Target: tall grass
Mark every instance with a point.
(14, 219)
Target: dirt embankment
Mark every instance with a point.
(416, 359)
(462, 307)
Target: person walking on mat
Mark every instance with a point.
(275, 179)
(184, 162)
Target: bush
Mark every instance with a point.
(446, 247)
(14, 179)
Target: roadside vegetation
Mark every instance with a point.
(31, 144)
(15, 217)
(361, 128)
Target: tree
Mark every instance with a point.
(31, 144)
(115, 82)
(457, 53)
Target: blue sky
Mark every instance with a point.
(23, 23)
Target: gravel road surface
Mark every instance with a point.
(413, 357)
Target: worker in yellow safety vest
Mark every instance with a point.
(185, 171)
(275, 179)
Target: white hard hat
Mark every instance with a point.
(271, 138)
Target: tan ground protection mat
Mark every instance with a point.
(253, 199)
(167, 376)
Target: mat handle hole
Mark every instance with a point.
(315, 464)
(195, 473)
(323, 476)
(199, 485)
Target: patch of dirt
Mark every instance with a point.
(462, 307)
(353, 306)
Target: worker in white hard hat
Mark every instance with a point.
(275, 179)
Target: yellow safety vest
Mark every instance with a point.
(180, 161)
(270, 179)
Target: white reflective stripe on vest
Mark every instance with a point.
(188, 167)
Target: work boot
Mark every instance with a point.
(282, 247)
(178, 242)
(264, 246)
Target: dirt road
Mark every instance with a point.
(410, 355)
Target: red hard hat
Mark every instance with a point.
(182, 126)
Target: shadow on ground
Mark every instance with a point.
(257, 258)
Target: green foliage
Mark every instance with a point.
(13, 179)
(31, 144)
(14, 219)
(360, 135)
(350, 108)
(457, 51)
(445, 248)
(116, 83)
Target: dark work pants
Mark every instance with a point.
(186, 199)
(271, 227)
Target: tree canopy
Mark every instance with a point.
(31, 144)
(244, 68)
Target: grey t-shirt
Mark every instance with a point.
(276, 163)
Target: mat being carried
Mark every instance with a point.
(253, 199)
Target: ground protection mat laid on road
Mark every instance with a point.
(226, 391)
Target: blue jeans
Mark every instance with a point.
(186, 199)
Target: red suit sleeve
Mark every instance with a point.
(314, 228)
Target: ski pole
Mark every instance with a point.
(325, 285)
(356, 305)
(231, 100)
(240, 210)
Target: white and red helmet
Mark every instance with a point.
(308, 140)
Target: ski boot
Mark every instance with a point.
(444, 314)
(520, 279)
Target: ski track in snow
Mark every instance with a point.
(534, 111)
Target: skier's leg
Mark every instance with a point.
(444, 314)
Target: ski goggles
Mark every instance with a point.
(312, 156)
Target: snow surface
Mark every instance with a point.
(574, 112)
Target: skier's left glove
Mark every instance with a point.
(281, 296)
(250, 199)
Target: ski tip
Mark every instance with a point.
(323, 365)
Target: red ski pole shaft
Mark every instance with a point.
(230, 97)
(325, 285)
• • •
(WHAT YOU ARE ASKED TO DO): Write only the number of lines in the data above that include "pole".

(OUTPUT FOR THIS EXERCISE): 2